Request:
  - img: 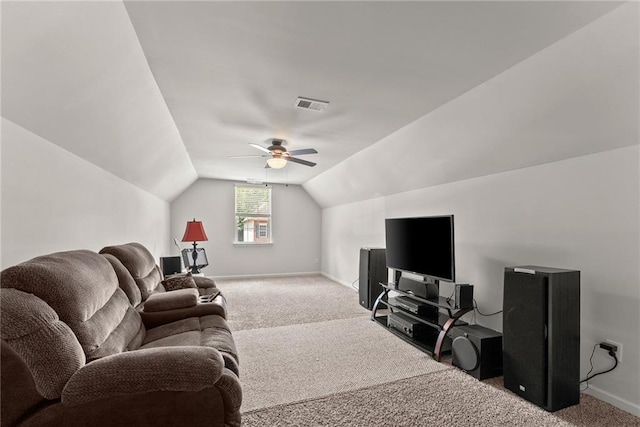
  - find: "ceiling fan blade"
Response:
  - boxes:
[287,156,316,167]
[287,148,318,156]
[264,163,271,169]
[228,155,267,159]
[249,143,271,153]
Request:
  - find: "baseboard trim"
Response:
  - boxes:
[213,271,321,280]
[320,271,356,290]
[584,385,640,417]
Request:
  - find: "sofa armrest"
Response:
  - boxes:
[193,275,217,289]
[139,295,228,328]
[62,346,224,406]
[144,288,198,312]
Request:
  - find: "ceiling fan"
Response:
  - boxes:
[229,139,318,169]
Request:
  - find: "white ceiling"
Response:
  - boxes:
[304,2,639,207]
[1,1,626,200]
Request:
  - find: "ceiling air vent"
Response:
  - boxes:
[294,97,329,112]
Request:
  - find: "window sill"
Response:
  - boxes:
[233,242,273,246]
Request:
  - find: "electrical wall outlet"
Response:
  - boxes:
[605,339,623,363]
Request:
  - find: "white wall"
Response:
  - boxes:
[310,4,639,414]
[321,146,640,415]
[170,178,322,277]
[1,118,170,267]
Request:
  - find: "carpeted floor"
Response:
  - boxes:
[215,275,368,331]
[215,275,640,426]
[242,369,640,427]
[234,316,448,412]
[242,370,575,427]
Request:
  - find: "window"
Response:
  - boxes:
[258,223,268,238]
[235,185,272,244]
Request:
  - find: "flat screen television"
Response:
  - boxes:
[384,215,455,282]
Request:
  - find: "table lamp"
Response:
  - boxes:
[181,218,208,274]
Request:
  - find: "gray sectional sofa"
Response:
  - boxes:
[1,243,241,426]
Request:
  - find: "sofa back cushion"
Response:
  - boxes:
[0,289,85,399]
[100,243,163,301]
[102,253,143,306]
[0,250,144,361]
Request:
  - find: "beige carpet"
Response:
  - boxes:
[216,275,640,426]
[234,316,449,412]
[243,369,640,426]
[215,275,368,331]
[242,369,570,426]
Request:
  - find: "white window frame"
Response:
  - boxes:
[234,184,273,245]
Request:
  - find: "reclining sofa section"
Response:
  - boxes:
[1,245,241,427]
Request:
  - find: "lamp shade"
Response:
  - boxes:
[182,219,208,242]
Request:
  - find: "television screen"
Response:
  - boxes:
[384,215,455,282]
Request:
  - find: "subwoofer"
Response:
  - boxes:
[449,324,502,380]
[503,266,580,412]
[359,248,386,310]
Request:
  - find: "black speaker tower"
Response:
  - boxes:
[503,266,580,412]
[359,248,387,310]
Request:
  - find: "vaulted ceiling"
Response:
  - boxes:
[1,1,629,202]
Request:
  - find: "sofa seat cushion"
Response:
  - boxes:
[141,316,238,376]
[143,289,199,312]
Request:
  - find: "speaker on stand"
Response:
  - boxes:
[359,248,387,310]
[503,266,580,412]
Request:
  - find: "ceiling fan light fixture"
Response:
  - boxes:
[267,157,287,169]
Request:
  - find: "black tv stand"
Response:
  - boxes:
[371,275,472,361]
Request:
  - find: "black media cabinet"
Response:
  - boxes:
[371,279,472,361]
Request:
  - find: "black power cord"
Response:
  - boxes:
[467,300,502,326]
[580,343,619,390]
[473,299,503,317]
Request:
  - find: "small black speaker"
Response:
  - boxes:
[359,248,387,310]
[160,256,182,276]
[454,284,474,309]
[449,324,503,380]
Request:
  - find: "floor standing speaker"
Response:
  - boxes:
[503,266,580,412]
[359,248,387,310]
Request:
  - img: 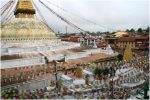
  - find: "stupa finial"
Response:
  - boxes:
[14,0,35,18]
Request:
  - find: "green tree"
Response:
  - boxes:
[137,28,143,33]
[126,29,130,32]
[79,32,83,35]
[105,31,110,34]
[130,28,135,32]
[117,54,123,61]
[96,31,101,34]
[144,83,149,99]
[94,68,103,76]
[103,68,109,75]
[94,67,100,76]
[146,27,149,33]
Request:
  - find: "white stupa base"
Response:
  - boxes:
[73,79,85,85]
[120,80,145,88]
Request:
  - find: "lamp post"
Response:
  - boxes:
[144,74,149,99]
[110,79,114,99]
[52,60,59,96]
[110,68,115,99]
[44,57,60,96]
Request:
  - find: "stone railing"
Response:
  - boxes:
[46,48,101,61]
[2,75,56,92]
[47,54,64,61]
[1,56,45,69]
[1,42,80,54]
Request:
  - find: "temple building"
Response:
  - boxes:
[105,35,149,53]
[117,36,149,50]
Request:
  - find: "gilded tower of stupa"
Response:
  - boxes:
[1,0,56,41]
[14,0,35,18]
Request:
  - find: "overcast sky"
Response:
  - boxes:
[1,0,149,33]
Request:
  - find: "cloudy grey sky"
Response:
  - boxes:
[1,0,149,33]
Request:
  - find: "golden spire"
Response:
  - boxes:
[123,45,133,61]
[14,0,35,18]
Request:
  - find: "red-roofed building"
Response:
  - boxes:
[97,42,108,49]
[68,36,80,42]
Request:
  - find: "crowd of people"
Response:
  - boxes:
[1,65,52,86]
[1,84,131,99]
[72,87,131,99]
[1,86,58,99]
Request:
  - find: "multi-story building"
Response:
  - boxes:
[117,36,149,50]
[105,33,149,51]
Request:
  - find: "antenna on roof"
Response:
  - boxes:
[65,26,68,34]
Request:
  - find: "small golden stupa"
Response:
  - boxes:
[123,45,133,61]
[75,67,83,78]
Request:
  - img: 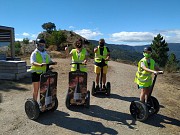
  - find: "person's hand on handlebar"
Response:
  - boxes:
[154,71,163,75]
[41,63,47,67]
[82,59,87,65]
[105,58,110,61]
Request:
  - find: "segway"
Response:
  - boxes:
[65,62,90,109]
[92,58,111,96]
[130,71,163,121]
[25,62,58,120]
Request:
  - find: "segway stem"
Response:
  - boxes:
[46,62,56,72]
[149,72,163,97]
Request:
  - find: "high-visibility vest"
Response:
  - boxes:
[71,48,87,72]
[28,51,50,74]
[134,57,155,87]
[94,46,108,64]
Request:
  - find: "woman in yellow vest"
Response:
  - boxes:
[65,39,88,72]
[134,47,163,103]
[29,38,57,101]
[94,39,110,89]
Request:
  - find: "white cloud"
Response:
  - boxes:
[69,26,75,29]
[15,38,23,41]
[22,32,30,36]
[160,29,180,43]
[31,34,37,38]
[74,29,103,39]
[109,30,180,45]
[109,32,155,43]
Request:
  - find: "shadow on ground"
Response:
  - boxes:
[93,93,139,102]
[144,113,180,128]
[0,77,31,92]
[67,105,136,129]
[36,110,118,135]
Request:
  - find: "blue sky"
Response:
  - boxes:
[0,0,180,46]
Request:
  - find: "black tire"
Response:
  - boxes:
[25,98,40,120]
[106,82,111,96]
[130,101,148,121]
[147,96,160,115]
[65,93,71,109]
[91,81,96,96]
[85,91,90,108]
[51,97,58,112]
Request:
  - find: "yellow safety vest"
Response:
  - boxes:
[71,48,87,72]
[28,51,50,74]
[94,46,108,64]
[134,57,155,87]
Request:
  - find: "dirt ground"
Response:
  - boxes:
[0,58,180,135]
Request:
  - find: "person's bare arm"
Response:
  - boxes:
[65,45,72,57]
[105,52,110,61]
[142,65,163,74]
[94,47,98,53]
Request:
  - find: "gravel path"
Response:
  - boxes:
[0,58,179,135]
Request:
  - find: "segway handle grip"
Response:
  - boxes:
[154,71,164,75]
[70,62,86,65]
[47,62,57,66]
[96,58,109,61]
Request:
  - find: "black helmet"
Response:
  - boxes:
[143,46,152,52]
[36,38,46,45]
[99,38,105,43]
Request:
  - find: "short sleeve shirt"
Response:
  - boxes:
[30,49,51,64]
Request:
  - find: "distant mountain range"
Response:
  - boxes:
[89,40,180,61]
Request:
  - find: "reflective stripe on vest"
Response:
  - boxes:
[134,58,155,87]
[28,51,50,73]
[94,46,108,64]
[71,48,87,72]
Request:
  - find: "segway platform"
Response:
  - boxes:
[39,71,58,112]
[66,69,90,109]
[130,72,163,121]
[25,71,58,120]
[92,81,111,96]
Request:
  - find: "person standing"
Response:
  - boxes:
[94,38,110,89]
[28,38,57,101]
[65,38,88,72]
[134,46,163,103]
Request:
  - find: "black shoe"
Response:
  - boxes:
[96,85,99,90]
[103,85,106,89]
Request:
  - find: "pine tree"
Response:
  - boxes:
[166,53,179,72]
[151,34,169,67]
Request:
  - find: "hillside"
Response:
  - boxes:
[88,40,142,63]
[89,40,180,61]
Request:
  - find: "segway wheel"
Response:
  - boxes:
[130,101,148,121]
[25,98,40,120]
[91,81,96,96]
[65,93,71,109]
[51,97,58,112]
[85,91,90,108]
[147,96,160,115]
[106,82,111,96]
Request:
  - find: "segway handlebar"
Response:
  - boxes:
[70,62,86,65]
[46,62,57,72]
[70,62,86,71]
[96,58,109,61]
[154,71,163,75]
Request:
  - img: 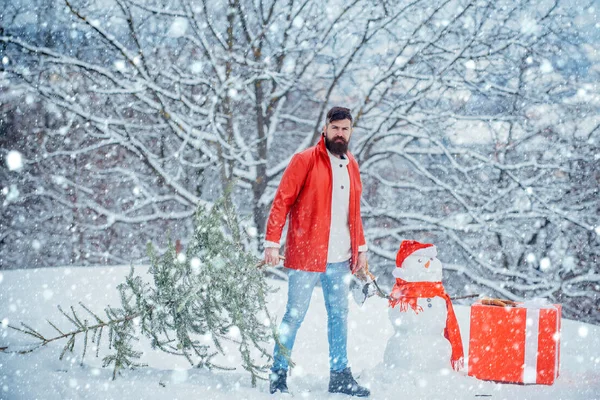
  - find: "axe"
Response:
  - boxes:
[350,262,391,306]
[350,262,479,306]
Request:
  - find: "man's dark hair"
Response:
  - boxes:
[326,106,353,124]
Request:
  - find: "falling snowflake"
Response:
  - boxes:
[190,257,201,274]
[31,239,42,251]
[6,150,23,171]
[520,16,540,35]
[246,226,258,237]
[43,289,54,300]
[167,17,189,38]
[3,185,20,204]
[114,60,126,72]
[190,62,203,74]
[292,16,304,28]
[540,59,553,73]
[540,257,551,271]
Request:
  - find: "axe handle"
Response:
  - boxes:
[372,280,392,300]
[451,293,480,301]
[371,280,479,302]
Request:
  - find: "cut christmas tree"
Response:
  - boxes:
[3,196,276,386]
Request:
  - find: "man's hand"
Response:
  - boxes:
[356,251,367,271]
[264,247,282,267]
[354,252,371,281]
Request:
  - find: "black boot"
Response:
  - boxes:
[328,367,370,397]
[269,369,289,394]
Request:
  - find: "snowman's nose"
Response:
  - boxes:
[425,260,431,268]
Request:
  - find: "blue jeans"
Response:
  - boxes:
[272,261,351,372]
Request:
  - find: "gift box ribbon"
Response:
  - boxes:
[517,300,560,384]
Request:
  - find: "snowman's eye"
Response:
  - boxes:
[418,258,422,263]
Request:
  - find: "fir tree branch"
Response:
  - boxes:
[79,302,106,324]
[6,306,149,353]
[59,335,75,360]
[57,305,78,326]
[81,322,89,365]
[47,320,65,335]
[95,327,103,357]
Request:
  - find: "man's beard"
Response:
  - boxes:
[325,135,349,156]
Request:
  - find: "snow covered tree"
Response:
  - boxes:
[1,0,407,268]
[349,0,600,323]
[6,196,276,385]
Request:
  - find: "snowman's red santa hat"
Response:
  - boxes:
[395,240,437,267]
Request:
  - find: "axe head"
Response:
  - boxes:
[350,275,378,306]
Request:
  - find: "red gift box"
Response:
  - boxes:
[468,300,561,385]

..........

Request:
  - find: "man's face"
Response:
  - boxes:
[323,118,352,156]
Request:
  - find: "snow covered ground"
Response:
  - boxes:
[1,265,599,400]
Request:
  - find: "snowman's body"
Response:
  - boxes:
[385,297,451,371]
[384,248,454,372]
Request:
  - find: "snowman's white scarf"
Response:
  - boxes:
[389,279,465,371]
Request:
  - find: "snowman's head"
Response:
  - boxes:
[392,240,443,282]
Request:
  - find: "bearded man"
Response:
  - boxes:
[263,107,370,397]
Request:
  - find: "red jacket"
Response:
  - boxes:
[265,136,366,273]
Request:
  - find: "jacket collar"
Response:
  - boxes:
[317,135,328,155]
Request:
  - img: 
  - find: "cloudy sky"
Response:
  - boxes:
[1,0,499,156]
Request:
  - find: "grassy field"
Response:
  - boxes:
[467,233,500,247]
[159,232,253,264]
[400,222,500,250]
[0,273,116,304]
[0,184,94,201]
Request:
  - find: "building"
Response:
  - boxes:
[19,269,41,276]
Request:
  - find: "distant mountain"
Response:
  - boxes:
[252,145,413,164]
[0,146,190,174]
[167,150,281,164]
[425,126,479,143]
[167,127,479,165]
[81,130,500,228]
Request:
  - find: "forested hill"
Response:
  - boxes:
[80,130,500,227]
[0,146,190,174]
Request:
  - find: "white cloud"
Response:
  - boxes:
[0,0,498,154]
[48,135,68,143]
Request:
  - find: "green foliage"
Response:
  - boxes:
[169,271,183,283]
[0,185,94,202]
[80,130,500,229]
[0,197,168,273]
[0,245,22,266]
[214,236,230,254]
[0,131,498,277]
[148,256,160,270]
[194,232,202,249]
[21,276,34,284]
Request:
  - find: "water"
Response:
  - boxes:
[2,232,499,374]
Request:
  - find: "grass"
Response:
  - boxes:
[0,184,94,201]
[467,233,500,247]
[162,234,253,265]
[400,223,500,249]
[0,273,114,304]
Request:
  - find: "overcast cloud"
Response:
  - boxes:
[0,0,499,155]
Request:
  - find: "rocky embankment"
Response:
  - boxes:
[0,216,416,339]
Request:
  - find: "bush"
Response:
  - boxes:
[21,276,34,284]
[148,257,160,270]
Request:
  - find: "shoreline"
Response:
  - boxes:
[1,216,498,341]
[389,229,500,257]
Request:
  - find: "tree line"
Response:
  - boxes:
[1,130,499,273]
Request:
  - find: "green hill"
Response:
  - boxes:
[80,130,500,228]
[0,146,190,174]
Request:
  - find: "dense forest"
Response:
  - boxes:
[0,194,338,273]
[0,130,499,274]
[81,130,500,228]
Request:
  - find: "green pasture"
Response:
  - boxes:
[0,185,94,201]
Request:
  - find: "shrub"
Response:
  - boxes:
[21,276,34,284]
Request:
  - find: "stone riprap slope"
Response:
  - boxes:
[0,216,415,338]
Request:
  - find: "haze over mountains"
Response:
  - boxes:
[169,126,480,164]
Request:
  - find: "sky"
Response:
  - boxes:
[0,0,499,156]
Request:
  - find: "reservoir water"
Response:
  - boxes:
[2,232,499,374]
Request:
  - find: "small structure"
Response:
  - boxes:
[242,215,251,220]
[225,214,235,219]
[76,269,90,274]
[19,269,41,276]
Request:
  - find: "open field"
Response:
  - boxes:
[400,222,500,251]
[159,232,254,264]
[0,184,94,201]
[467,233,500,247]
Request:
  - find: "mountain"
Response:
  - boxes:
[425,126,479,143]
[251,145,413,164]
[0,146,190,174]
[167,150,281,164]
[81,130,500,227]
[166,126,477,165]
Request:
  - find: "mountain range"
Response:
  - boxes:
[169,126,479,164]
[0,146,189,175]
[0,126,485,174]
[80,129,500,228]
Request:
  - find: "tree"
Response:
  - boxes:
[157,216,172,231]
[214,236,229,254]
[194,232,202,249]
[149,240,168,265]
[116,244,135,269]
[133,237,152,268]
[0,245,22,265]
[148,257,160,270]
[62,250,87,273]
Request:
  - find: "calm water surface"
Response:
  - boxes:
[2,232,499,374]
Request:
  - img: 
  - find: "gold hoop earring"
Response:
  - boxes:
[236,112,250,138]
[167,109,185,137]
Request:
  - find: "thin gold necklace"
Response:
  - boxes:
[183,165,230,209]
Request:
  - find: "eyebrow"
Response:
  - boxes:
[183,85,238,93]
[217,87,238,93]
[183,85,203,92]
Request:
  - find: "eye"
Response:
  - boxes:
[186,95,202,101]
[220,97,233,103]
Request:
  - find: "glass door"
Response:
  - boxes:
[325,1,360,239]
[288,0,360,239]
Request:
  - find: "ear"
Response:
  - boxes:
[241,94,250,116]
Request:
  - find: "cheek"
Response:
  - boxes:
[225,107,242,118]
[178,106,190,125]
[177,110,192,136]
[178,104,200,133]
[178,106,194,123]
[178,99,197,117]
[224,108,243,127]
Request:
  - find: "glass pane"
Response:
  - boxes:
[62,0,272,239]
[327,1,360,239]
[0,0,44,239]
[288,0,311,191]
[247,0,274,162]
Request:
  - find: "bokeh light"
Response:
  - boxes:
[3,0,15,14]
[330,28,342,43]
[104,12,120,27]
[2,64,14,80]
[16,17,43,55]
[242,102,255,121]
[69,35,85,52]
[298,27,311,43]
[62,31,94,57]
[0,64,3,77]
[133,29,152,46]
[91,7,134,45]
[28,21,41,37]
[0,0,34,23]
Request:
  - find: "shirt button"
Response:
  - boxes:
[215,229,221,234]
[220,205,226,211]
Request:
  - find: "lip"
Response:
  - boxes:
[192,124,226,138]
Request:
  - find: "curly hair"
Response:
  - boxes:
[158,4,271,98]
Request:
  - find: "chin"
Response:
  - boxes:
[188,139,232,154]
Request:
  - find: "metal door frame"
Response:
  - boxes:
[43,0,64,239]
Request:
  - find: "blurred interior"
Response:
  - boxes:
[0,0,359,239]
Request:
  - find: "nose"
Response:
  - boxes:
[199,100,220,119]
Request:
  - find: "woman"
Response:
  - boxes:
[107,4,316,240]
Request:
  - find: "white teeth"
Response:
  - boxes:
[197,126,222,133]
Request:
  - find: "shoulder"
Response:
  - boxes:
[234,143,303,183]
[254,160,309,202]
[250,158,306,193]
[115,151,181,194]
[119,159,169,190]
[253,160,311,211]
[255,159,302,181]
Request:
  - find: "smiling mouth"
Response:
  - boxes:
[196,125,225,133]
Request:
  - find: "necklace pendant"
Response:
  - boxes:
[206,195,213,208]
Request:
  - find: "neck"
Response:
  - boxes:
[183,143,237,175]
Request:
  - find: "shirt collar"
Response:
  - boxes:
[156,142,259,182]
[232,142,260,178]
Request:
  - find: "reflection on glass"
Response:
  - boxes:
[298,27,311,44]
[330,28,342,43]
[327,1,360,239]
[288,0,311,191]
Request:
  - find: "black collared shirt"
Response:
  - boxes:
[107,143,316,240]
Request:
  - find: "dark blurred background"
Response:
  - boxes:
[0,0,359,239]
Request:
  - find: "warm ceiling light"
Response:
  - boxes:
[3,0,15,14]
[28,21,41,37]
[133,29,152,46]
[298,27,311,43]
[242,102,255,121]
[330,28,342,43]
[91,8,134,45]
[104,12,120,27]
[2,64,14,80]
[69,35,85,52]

..........

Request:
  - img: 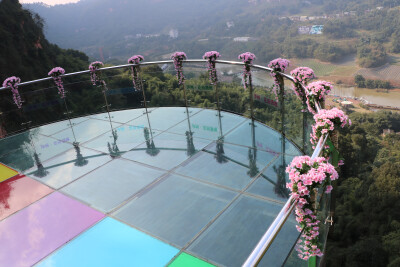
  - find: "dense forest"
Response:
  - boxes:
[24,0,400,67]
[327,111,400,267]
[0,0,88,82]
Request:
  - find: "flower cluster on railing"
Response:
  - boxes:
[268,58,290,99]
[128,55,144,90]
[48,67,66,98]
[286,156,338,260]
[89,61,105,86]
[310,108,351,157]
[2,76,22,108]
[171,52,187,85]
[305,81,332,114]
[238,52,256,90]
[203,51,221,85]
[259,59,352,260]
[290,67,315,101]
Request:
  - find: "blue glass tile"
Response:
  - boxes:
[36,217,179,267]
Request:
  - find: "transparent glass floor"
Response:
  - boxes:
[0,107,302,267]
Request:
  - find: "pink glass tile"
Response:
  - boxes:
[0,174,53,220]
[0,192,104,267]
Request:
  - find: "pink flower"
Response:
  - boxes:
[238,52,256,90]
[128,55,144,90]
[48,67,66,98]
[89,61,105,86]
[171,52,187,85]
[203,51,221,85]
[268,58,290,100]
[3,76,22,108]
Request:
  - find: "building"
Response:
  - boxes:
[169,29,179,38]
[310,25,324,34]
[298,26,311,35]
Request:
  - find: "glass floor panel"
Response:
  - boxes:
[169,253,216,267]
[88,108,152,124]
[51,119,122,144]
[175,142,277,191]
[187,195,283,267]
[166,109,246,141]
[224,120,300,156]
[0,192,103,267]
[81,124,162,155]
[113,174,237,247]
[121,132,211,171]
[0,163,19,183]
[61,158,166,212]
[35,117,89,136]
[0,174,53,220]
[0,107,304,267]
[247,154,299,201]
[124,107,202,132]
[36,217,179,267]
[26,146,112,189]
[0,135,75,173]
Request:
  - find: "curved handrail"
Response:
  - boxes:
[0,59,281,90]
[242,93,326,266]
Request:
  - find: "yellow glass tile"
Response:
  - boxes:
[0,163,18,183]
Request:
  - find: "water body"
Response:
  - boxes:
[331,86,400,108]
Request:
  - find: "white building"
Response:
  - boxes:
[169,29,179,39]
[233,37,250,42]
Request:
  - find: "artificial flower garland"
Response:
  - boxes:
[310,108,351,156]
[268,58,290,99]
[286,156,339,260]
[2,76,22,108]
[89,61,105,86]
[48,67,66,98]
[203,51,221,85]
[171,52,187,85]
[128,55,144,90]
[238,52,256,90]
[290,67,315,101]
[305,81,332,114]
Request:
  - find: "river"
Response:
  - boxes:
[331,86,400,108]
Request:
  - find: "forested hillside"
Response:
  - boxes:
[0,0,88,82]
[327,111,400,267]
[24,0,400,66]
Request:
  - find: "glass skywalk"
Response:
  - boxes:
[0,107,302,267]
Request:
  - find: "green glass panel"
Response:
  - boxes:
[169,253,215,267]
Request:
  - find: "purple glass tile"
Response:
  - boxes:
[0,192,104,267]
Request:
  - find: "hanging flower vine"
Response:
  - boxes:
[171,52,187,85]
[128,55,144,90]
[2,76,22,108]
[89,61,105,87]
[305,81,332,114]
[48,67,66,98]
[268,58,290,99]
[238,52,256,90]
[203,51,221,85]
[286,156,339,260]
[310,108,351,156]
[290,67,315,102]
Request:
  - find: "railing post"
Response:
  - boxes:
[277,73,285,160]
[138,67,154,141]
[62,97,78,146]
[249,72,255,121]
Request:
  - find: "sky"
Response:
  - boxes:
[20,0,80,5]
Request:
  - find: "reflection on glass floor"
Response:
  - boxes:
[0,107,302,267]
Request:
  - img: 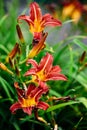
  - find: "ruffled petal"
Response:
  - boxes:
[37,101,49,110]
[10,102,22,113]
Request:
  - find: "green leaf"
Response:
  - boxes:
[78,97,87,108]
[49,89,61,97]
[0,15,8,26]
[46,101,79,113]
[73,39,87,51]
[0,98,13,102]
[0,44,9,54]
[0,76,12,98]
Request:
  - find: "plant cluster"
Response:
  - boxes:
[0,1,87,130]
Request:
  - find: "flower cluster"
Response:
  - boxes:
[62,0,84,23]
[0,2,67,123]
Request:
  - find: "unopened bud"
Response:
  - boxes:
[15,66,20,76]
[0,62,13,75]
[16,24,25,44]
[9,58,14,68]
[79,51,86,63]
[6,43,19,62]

..........

### Your goal
Your answer should be one number: how many lines in the material hold the word "tile".

### Solution for this exercise
4